Retype, exactly as they appear below, the lines between the line holding "Mark every instance of the steep" and the line holding "Mark every instance of the calm", both ends included.

INPUT MATERIAL below:

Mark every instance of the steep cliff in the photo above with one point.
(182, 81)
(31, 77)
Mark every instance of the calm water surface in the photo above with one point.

End of INPUT MATERIAL.
INPUT MATERIAL below:

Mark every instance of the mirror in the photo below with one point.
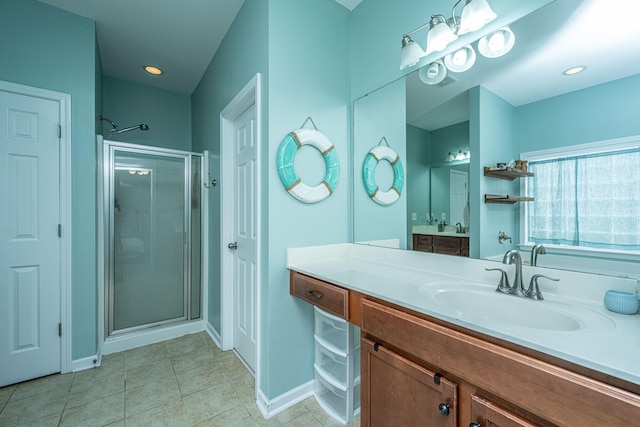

End of INPUT MATERIAL.

*SOLUTION FOR THIS TASK*:
Mark every instance of the steep cliff in the photo above with one point.
(182, 81)
(31, 77)
Mark every instance of the calm water surface in the photo above with one point.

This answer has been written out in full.